§ Assignment: Transcribe the entries exactly as given and skip whatever images they hold.

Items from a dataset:

- - - - -

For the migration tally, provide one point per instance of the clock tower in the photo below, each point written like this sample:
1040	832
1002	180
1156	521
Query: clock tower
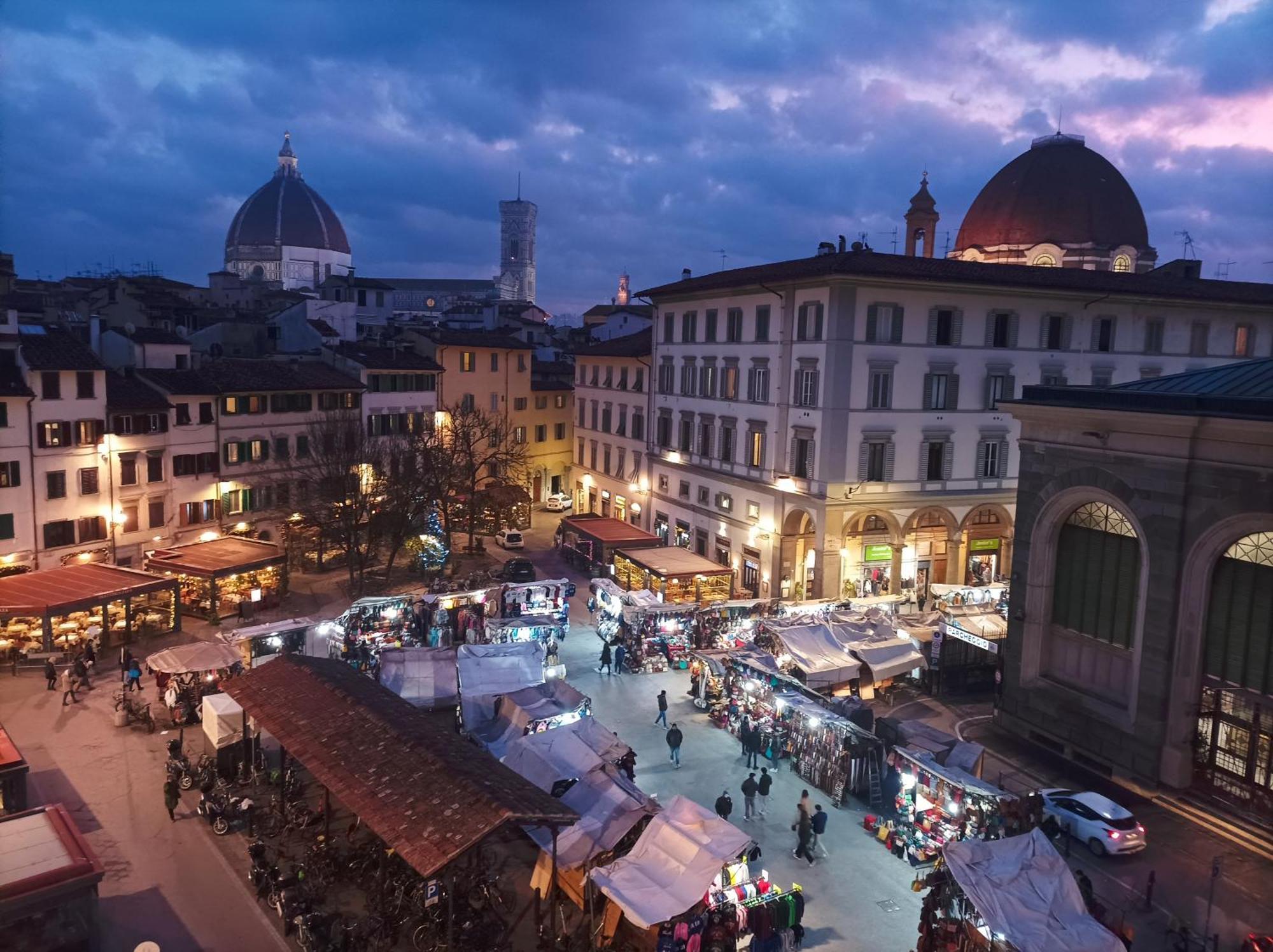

- - - - -

§ Answer section:
For the migration tally, provide one point per instance of the clock tower in the photo below, each point written like this sample:
1040	832
1002	180
1156	521
Query: clock tower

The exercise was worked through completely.